> [What the exercise asks]: The entries below must be returned exactly as they stand.

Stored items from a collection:

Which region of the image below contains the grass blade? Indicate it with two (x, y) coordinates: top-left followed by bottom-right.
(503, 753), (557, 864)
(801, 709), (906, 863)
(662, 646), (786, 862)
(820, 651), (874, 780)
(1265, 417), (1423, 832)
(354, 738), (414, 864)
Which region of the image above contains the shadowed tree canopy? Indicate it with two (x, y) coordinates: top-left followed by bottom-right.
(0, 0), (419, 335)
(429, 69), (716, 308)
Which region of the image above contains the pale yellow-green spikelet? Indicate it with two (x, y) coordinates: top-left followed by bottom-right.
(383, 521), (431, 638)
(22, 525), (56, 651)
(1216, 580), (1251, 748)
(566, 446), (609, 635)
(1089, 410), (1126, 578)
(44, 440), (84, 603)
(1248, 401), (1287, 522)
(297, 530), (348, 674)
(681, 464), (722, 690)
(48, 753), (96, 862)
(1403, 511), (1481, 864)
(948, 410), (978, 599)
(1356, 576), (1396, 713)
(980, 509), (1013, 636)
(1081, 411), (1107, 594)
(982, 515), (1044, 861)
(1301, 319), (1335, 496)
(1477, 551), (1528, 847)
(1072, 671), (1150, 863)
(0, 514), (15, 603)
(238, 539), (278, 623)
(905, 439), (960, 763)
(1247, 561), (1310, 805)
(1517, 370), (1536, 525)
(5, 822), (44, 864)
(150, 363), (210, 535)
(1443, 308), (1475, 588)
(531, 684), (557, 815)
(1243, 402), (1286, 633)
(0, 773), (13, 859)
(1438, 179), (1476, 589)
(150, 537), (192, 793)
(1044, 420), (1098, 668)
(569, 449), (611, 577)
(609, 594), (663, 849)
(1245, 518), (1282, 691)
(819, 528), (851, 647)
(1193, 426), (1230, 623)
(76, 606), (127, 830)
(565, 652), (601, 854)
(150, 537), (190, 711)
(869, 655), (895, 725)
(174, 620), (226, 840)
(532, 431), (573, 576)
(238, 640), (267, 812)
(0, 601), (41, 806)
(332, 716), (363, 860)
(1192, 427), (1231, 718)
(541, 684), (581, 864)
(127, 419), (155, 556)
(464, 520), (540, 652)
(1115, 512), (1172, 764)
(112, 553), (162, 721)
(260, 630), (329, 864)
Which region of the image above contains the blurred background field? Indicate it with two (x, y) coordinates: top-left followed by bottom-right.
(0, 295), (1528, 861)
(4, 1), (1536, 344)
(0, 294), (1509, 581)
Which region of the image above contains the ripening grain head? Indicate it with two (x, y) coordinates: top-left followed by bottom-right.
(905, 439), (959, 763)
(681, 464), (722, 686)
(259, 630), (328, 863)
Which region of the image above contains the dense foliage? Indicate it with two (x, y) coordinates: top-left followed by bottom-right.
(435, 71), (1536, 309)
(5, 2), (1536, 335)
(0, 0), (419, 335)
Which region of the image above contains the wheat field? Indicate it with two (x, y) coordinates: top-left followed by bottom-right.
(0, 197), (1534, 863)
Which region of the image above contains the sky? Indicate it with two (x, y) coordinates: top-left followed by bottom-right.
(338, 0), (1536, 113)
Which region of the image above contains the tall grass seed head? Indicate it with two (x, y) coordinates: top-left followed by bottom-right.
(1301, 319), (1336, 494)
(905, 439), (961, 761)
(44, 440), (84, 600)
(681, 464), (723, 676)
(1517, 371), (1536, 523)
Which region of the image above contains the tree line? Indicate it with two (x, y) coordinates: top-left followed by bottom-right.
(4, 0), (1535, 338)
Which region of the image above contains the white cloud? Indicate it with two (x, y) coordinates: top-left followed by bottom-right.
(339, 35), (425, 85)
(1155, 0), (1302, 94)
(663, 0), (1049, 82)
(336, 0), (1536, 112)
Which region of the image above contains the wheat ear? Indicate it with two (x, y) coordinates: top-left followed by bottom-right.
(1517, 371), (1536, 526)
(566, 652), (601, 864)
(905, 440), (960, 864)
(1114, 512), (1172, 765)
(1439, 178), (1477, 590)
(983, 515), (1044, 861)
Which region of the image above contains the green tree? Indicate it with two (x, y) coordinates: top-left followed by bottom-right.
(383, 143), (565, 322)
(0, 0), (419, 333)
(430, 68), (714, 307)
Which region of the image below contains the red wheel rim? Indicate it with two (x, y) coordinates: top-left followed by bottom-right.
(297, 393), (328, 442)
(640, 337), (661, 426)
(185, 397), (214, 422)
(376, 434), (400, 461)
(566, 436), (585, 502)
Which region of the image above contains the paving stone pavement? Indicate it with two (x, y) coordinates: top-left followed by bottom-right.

> [Reply]:
Which region of the image below contains the grass blade? Indicate it with two (x, y) coordinates: top-left followed by bottom-right.
(503, 753), (557, 864)
(801, 709), (906, 863)
(662, 646), (786, 862)
(820, 651), (874, 780)
(1265, 417), (1423, 832)
(354, 738), (414, 864)
Which region of the image above contains the shadowed tree canopy? Indicate it with two (x, y) coordinates: top-left followed by bottom-right.
(0, 0), (419, 335)
(429, 69), (716, 308)
Which region of the image above contains the pale yellow-green spikelet? Indicate it with two (x, y) coordinates: top-left followed by bottom-right.
(383, 521), (431, 638)
(22, 525), (56, 651)
(1216, 580), (1251, 748)
(566, 446), (609, 635)
(1089, 410), (1126, 578)
(44, 440), (84, 603)
(1248, 401), (1287, 522)
(297, 530), (348, 674)
(681, 464), (722, 690)
(48, 753), (96, 862)
(1403, 511), (1481, 864)
(948, 410), (978, 599)
(1356, 576), (1396, 713)
(980, 509), (1013, 636)
(1081, 411), (1107, 594)
(982, 515), (1044, 861)
(1301, 319), (1335, 496)
(1477, 551), (1528, 847)
(1072, 671), (1150, 863)
(0, 514), (15, 603)
(238, 539), (278, 623)
(905, 439), (960, 763)
(1247, 561), (1310, 805)
(1517, 370), (1536, 525)
(5, 822), (44, 864)
(150, 363), (210, 535)
(1443, 308), (1475, 588)
(531, 684), (557, 815)
(1243, 402), (1286, 633)
(0, 773), (13, 859)
(1438, 179), (1476, 589)
(150, 537), (192, 793)
(1044, 420), (1098, 668)
(569, 449), (611, 577)
(609, 594), (663, 849)
(1245, 518), (1282, 691)
(819, 528), (851, 647)
(1193, 426), (1230, 623)
(76, 606), (127, 830)
(565, 652), (601, 854)
(150, 537), (190, 711)
(869, 655), (895, 725)
(174, 620), (226, 840)
(532, 431), (573, 576)
(238, 640), (267, 812)
(0, 601), (41, 806)
(332, 716), (363, 860)
(1192, 427), (1231, 718)
(541, 684), (581, 864)
(127, 419), (155, 556)
(464, 520), (540, 652)
(1115, 512), (1172, 764)
(112, 553), (162, 721)
(260, 630), (329, 864)
Which region of the image above contains the blurred background field? Indicate it with two (x, y) coordinates: top-left followed by bottom-right.
(0, 295), (1528, 861)
(4, 1), (1536, 344)
(0, 294), (1509, 581)
Which region of the image above contains the ripening grain head? Indicate it with two (x, y) coordinates: top-left followed by bottom-right.
(905, 439), (959, 763)
(681, 464), (722, 686)
(259, 630), (328, 863)
Which region of the image above contains the dense foliage? Indicate it with two (x, y) coordinates: top-left followed by bottom-right.
(435, 71), (1536, 309)
(5, 2), (1536, 335)
(0, 0), (419, 335)
Which region of the image above contains the wheat field? Indicate it with two (x, y) coordinates: top-left followed by bottom-right.
(0, 197), (1534, 863)
Which region of the image above contains the sky? Indicate it with two (x, y) coordinates: top-left followed by bottom-right.
(338, 0), (1536, 113)
Which region of the image above contains the tall grass seed head? Indicate it with two (x, y) coordinates: top-left followed by bottom-right.
(1301, 319), (1336, 494)
(905, 439), (961, 761)
(44, 440), (84, 600)
(681, 464), (723, 676)
(1517, 371), (1536, 523)
Which region of the image above contains the tree line? Indicate it with two (x, y) coordinates: top-left followed by bottom-right.
(4, 0), (1535, 338)
Which region of the image above contains the white cloud? Indicate it with two (x, y) coordinates: top-left followed by bottom-right.
(339, 35), (425, 85)
(1155, 0), (1302, 94)
(663, 0), (1049, 82)
(336, 0), (1536, 112)
Which region of the image above contains the wheat ear? Indicate it with two (x, y) coordinates: top-left followed by bottom-right.
(1517, 371), (1536, 526)
(566, 652), (601, 864)
(905, 440), (960, 864)
(1114, 512), (1172, 765)
(1439, 178), (1477, 590)
(983, 515), (1044, 861)
Which region of the image above contains the green tree? Indicate it with two (x, y) coordinates: top-left followed by bottom-right.
(383, 143), (565, 322)
(0, 0), (419, 333)
(430, 68), (714, 307)
Which region of the image below contains the red wheel rim? Indicate it with two (x, y) coordinates: top-left followed by bottom-right.
(297, 393), (328, 442)
(640, 337), (661, 426)
(185, 397), (214, 422)
(376, 434), (400, 461)
(566, 436), (585, 502)
Which region of the image above contains the paving stone pavement? Indicate it with two (x, y) coordinates: top-left followed by bottom-right.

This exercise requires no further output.